Reproduce every line of the listing below, requests included, and add 109 to each x and y coordinate in the answers. Leave the numbers in the requests and their sample format unchanged, and omit the pictures.

== Entries

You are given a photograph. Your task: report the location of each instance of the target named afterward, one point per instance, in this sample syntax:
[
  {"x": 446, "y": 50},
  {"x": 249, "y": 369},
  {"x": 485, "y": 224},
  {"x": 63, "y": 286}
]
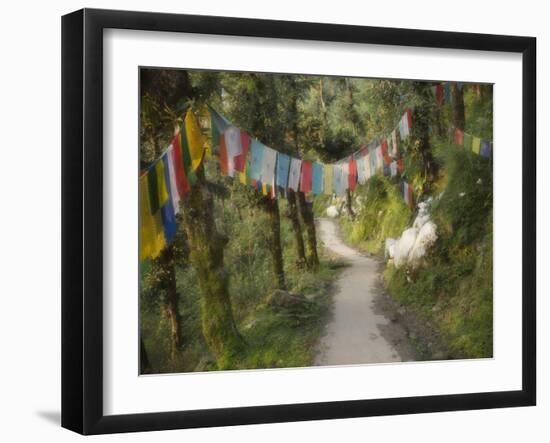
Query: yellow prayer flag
[
  {"x": 195, "y": 140},
  {"x": 476, "y": 143},
  {"x": 151, "y": 239},
  {"x": 328, "y": 179}
]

====

### Answer for the task
You are given a photograph. Your task: report the location of each instance of the target named afterward, one point per instance, in this sample syntax:
[
  {"x": 446, "y": 50},
  {"x": 249, "y": 369},
  {"x": 485, "y": 224},
  {"x": 63, "y": 286}
]
Query: yellow prayer flag
[
  {"x": 304, "y": 249},
  {"x": 585, "y": 252},
  {"x": 260, "y": 348},
  {"x": 437, "y": 288}
]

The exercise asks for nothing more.